▶ _Aufgaben und Übungen_:
• 1. Beantworte diese Fragen zum Text über den Besuch bei Mike in Berlin:
(a) Auf welcher Plattform wurden Mikes Fotos entdeckt?
(b) In welchen Berufen arbeitet Mike?
(c) Mit wem lebt Mike in Berlin zusammen?
• 2. Setze den Text über den Besuch bei Mike in Berlin nach seinem letzten Satz fort.

▶ _Ausgewählter Text_:
+ + + + +

Donnerstag, 7. November 2019

Zu Gast bei... Mike in Berlin

Auf Mikes Fotos bin ich auf Instagram gestoßen. Ich habe selten etwas Bunteres, Ausgefalleneres, Grüneres (wow, diese „Hängenden Gärten“!) gesehen als diese Wohnung! Erst unterhielten wir uns via Insta über Kunst, dann über unseren Beruf und irgendwann hatte ich die Idee, ihn nach einer Homestory zu fragen. Das lag ja wohl auf der Hand! Mike, Ende 30, der sich selbst sehr treffend als „wohnsinnig“ beschreibt, arbeitet als Illustrator und Kunsttherapeut und lebt mit seinem Partner und zwei Katzen in Berlin.

+ + + + +

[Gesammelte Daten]
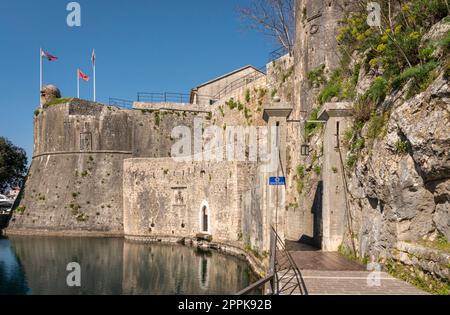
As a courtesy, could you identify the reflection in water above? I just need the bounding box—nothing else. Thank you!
[0,237,255,295]
[0,237,29,295]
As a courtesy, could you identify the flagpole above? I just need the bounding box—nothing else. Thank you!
[39,47,42,107]
[77,69,80,99]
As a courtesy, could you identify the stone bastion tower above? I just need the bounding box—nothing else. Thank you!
[10,100,133,235]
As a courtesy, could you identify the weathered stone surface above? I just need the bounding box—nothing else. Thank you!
[41,85,61,104]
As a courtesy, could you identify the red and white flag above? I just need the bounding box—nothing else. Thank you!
[41,50,58,61]
[78,69,91,82]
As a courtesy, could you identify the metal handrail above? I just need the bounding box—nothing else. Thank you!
[109,97,134,109]
[137,92,214,104]
[272,227,308,295]
[237,227,308,295]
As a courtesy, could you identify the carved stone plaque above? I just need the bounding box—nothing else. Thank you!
[80,132,92,152]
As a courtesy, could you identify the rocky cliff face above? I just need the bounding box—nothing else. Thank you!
[287,0,450,292]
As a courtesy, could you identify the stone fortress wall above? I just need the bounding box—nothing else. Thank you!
[7,55,282,270]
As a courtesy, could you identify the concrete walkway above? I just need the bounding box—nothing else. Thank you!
[280,242,427,295]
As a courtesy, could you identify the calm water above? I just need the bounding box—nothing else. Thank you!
[0,237,255,295]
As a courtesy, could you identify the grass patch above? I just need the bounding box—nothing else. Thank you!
[417,236,450,253]
[16,206,27,215]
[43,98,74,108]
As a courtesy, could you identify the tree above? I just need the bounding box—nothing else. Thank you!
[0,137,27,192]
[239,0,295,53]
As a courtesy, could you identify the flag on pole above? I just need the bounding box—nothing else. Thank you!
[39,48,58,107]
[77,69,90,98]
[78,69,91,82]
[92,49,95,67]
[41,50,58,61]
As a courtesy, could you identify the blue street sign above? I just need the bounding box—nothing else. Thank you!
[269,177,286,186]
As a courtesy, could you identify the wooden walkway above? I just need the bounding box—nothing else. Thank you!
[286,243,426,295]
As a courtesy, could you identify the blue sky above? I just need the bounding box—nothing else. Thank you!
[0,0,275,159]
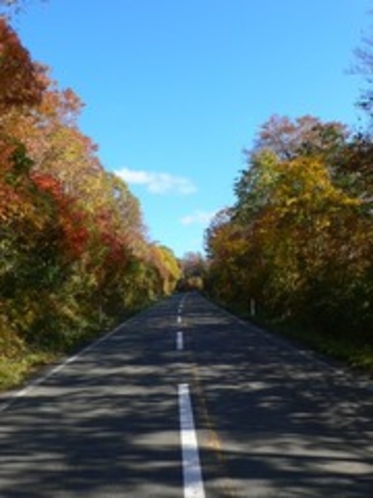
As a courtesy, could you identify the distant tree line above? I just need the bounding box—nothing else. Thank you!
[0,18,180,357]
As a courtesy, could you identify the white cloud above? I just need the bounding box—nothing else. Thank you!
[180,209,216,225]
[115,168,197,195]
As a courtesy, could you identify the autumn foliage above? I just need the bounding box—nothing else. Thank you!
[206,116,373,341]
[0,19,180,357]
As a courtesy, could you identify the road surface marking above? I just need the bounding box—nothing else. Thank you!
[176,331,184,351]
[179,384,205,498]
[0,317,134,412]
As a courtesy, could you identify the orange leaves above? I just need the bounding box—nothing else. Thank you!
[0,18,44,109]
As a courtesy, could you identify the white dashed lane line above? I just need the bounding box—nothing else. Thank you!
[176,331,184,351]
[179,384,205,498]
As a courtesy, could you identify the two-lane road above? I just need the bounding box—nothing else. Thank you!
[0,293,373,498]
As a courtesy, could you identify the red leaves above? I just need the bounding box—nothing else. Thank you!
[0,18,44,108]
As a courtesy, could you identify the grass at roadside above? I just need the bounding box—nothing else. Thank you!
[251,317,373,376]
[0,351,58,391]
[212,303,373,378]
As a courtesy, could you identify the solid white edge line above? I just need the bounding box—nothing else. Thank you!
[0,319,132,412]
[179,384,205,498]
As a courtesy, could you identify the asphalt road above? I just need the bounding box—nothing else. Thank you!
[0,293,373,498]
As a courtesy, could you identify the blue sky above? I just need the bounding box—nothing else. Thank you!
[13,0,372,256]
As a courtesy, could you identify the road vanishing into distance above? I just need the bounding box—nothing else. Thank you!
[0,293,373,498]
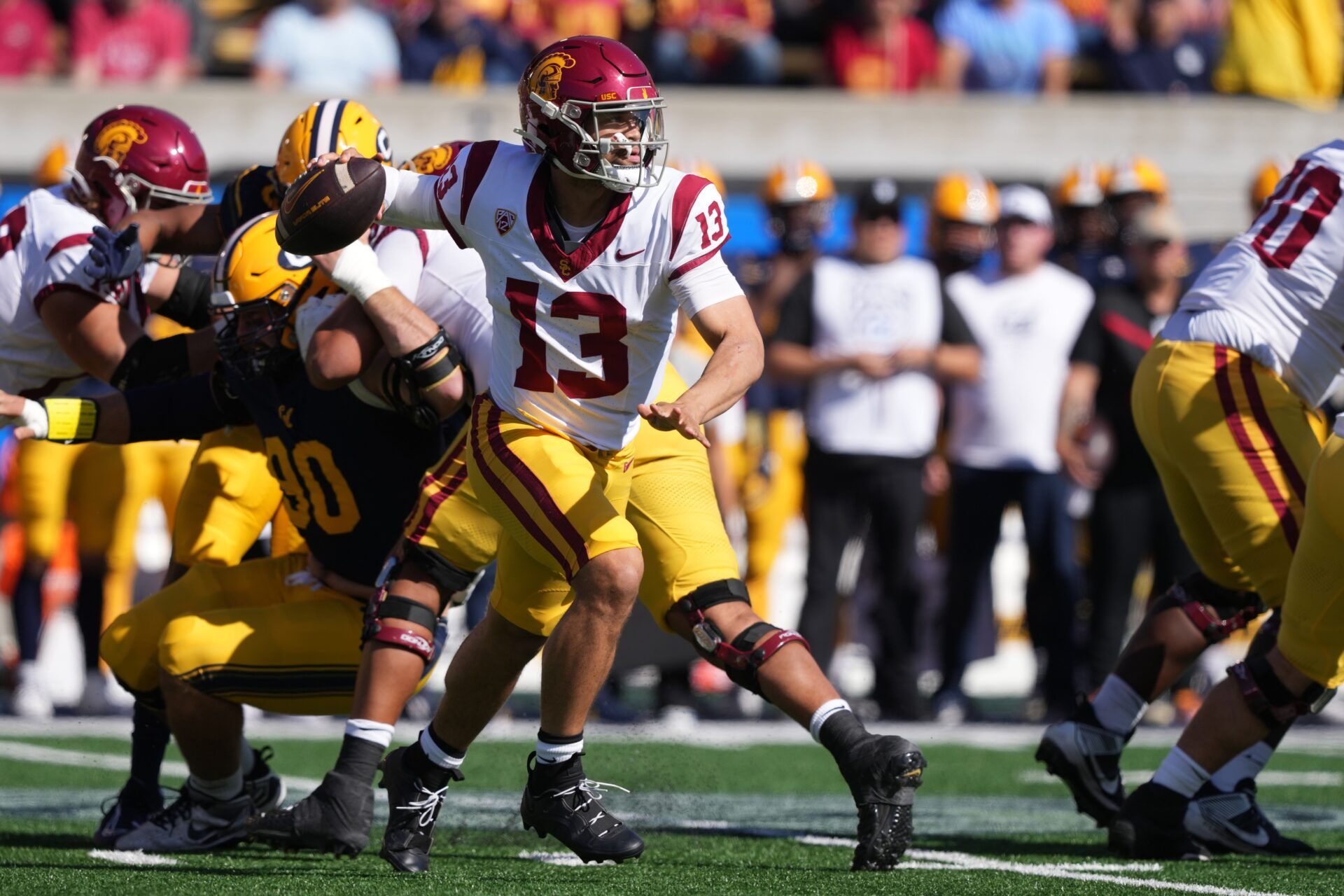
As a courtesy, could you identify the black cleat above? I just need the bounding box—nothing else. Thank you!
[840,735,927,871]
[247,771,374,858]
[378,747,462,872]
[1036,700,1128,827]
[1185,778,1316,855]
[519,752,644,864]
[92,778,164,849]
[1110,782,1210,861]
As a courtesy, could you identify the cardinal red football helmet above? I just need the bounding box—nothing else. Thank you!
[73,106,214,227]
[517,36,668,193]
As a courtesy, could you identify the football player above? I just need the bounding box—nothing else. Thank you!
[84,99,392,844]
[4,214,462,852]
[0,106,214,715]
[304,38,923,867]
[1036,141,1344,857]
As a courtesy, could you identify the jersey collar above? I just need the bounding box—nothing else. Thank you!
[527,158,633,281]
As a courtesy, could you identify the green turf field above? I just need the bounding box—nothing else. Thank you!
[0,728,1344,896]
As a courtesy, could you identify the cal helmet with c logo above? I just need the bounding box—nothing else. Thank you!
[71,106,214,227]
[514,36,668,193]
[276,99,393,187]
[210,212,324,376]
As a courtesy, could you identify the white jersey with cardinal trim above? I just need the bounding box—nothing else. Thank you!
[0,190,146,398]
[383,141,742,450]
[1163,140,1344,407]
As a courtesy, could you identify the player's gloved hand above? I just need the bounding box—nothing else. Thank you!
[83,224,145,284]
[0,392,48,440]
[330,241,393,305]
[640,395,710,447]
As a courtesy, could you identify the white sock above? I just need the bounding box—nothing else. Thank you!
[536,738,583,766]
[1210,740,1274,792]
[187,766,244,801]
[1153,747,1208,797]
[808,699,849,743]
[1093,676,1148,735]
[421,728,466,769]
[345,719,396,750]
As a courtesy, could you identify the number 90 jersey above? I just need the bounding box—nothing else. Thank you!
[388,141,742,450]
[1180,140,1344,407]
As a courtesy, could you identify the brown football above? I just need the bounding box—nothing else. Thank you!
[276,158,387,255]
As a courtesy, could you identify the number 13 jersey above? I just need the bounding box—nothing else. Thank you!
[1164,140,1344,407]
[384,141,742,450]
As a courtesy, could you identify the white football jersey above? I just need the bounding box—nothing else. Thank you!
[1164,140,1344,406]
[0,190,146,398]
[384,141,742,450]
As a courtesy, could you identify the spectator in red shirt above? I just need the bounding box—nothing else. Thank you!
[827,0,938,92]
[653,0,781,85]
[70,0,191,88]
[0,0,52,79]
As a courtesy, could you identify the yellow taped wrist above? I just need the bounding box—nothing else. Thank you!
[42,398,98,444]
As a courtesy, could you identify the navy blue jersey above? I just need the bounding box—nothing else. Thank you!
[223,358,445,584]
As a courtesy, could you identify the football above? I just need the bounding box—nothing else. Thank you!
[276,158,387,255]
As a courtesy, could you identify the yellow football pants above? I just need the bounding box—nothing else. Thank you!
[1278,435,1344,688]
[1132,341,1325,607]
[99,554,364,715]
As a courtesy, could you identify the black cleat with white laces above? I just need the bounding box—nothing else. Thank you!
[519,752,644,864]
[839,735,927,871]
[378,747,462,872]
[92,778,164,849]
[1036,699,1128,827]
[247,771,374,857]
[1109,780,1210,861]
[1185,778,1316,855]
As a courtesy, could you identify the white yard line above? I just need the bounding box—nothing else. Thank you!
[1017,769,1344,788]
[89,849,177,868]
[3,716,1344,755]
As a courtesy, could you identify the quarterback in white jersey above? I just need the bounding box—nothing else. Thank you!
[307,38,774,864]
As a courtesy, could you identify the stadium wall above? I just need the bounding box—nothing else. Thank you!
[0,83,1344,238]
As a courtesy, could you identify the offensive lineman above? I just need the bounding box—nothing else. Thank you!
[309,38,923,861]
[1036,141,1344,857]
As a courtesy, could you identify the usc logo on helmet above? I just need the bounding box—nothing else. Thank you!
[92,118,149,165]
[528,52,574,102]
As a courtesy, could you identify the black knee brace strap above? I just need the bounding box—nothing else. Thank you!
[378,541,476,610]
[673,579,812,694]
[1227,657,1335,729]
[1153,573,1265,643]
[360,586,438,665]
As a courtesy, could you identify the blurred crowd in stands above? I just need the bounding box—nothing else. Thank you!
[0,0,1344,104]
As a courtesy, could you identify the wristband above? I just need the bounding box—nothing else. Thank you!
[332,243,393,305]
[41,398,98,444]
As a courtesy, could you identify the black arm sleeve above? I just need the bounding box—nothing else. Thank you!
[158,266,211,329]
[939,291,976,345]
[108,333,191,392]
[771,270,816,346]
[1068,305,1106,367]
[125,370,253,442]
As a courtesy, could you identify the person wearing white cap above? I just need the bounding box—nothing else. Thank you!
[934,186,1093,722]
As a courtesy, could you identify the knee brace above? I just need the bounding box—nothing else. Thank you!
[1227,655,1335,731]
[1152,573,1265,643]
[672,579,812,694]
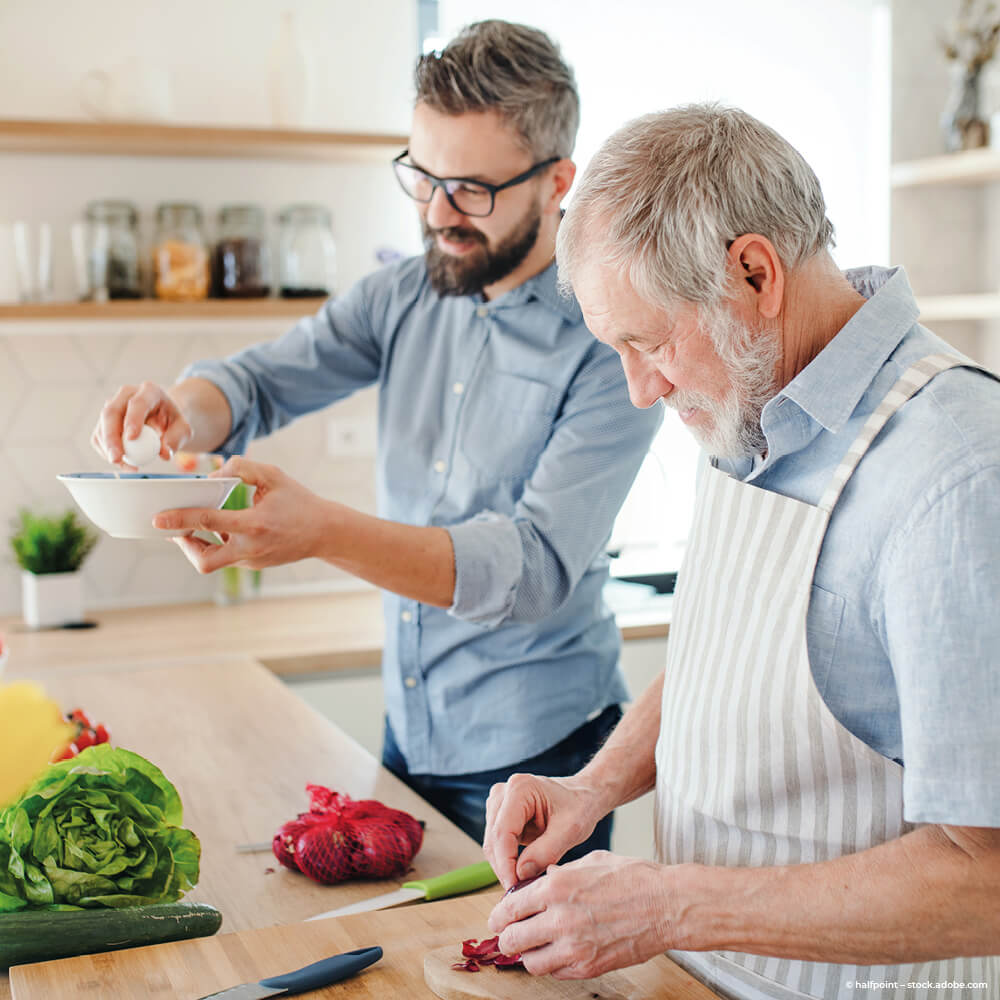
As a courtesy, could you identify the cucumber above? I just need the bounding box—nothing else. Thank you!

+ + + + +

▶ _Antworten zu Aufgaben_:
• 1.
(a) Auf Instagram.
(b) Als Illustrator und Kunsttherapeut.
(c) Mit seinem Partner und zwei Katzen.

• 2.
Lest, wie Mikes Arbeit als Kunsttherapeut in der Psychiatrie aussieht, wo er sich am liebsten in Berlin aufhält und warum sein Reisetraum nach Japan bis jetzt nicht in Erfüllung ging. Hereinspaziert in diese einzigartige Wohn-Wunderüte!


Fotos Nr. 3,7 © homemadestudio / mengru_liang
Fotos Nr. 4, 9, 17, 20 © Kerstin Müller / www.kerstinmueller.me
Restliche Fotos © herrklar























Deine Wohnung ist farbenfroh, sehr lebendig und beherbergt viele Designklassiker. Hattest du schon immer eine Leidenschaft für Möbel – und Farben?

Ich hatte schon immer eine Leidenschaft für Farben, da ich aus der Kunst komme. Die Möbel bzw. Einrichtungsleidenschaft kam in der Pubertät — da bezog sie sich aber eher auf DIY-Projekte und Wandfarben. Die Liebe für Möbel und Designklassiker wurde durch meinen Partner (wieder-)belebt und ist mittlerweile unsere gemeinsame Passion und eine „never-ending-story“.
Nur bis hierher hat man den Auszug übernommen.